▶ [Problem statement] In the records below, find each line that holds "brass" and return it.

::: Exercise input :::

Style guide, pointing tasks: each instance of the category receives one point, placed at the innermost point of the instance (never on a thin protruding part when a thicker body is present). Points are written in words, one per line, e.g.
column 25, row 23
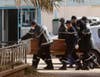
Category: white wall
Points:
column 67, row 12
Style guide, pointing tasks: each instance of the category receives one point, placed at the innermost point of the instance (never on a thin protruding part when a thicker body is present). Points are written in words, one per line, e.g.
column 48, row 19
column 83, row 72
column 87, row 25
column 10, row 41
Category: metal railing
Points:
column 13, row 55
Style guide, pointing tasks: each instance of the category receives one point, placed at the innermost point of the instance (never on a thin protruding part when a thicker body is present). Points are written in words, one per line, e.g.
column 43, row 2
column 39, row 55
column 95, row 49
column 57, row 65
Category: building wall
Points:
column 46, row 19
column 68, row 11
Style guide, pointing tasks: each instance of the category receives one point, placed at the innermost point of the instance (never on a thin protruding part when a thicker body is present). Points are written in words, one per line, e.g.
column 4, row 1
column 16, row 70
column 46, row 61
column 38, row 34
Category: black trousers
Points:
column 44, row 54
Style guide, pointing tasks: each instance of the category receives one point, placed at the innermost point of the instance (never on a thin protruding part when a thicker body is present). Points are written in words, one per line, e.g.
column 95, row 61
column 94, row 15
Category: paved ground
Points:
column 70, row 72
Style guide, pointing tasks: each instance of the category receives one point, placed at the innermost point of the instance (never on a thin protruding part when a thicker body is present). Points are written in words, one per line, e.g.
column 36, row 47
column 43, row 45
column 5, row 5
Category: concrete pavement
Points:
column 70, row 72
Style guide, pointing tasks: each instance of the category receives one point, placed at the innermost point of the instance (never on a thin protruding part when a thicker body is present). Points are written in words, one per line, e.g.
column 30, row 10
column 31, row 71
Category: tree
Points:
column 43, row 4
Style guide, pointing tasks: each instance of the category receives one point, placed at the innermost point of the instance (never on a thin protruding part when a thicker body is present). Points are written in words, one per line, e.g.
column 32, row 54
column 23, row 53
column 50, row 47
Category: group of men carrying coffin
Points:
column 77, row 38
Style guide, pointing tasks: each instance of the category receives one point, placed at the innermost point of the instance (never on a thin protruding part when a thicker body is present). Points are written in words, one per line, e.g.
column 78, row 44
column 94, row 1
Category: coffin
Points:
column 34, row 44
column 58, row 47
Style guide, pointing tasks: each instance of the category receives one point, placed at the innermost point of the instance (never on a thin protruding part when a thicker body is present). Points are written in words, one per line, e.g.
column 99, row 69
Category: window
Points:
column 95, row 24
column 26, row 16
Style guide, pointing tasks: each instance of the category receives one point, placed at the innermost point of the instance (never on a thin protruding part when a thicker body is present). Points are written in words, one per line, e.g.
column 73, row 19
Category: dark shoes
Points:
column 63, row 68
column 49, row 68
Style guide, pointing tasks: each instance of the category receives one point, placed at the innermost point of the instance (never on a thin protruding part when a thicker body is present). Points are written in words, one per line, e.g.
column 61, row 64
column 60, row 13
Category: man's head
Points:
column 33, row 23
column 73, row 19
column 68, row 24
column 84, row 19
column 62, row 20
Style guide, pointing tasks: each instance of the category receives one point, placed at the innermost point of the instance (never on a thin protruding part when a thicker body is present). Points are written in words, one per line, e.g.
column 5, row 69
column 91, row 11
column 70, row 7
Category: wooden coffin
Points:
column 58, row 47
column 34, row 44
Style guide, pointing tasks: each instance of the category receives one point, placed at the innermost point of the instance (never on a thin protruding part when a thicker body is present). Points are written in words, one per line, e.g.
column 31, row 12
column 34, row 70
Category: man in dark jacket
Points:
column 71, row 42
column 39, row 33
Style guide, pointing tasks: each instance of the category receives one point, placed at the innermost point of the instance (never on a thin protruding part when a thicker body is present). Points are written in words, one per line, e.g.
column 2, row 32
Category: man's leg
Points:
column 47, row 57
column 35, row 61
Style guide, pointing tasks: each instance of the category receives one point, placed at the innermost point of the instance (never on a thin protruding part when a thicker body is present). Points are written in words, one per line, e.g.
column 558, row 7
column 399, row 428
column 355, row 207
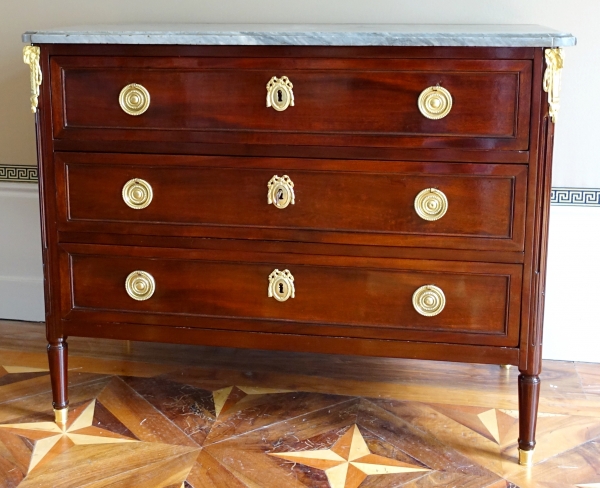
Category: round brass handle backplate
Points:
column 140, row 285
column 435, row 102
column 281, row 285
column 431, row 204
column 429, row 300
column 137, row 193
column 134, row 99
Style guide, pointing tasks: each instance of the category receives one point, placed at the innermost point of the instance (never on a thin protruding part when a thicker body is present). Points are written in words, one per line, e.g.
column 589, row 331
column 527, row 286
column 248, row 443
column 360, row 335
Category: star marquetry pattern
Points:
column 494, row 424
column 349, row 461
column 225, row 398
column 50, row 439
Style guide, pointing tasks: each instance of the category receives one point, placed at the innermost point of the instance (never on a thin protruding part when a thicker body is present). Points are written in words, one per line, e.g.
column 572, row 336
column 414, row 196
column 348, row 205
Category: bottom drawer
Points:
column 432, row 301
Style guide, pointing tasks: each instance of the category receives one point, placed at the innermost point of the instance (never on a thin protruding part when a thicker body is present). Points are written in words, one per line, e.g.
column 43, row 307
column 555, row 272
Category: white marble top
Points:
column 309, row 35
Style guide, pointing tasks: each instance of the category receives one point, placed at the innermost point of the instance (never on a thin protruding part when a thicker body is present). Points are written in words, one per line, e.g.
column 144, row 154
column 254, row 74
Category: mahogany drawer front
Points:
column 347, row 202
column 338, row 102
column 352, row 297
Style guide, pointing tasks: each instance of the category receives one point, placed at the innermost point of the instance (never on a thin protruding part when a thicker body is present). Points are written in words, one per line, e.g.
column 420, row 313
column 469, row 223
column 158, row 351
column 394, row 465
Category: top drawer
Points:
column 337, row 102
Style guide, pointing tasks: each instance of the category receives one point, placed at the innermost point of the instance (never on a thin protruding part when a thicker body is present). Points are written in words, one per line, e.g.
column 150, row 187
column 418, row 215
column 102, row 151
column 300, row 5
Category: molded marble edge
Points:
column 310, row 35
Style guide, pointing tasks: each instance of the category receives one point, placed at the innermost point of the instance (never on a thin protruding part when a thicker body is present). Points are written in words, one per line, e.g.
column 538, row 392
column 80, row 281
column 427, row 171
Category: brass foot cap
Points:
column 525, row 458
column 61, row 416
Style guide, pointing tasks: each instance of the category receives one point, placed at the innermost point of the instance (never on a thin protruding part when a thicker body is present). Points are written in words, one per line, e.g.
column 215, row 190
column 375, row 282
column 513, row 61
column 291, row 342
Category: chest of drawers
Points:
column 364, row 195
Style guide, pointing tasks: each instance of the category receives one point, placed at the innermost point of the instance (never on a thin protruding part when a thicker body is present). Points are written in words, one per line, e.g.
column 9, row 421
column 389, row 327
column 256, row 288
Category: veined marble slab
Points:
column 309, row 35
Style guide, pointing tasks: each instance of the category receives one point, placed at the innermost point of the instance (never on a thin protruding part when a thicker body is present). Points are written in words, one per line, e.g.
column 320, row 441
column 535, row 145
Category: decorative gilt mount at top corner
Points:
column 552, row 79
column 31, row 56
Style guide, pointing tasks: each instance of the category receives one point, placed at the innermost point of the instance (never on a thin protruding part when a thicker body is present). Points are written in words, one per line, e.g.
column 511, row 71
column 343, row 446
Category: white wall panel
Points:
column 21, row 282
column 572, row 321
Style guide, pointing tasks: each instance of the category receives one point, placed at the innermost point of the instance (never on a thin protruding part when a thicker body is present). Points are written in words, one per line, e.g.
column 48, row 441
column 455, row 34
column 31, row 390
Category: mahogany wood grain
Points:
column 103, row 145
column 354, row 297
column 355, row 116
column 360, row 52
column 347, row 201
column 291, row 247
column 59, row 366
column 342, row 102
column 529, row 397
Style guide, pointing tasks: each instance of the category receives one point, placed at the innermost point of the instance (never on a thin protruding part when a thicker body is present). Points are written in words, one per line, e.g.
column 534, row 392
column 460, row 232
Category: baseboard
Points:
column 22, row 298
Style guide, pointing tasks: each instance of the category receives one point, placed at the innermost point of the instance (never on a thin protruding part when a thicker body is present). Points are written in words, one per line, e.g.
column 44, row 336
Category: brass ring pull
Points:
column 140, row 285
column 431, row 204
column 435, row 102
column 281, row 285
column 279, row 93
column 137, row 193
column 429, row 300
column 134, row 99
column 281, row 191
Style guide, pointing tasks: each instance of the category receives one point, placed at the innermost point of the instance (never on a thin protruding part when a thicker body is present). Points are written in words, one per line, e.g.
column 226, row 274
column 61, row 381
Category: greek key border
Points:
column 18, row 174
column 575, row 197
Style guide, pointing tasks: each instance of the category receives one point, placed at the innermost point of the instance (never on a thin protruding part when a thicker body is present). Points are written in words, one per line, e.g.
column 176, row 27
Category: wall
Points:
column 575, row 155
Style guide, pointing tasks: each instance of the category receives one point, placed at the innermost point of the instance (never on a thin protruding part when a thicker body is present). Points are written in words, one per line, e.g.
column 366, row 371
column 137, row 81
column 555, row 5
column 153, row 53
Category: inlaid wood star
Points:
column 51, row 440
column 349, row 461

:::

▶ [Output for this exercise]
Category: round brass handle backplate
Category: brass foot cap
Category: brass ring pull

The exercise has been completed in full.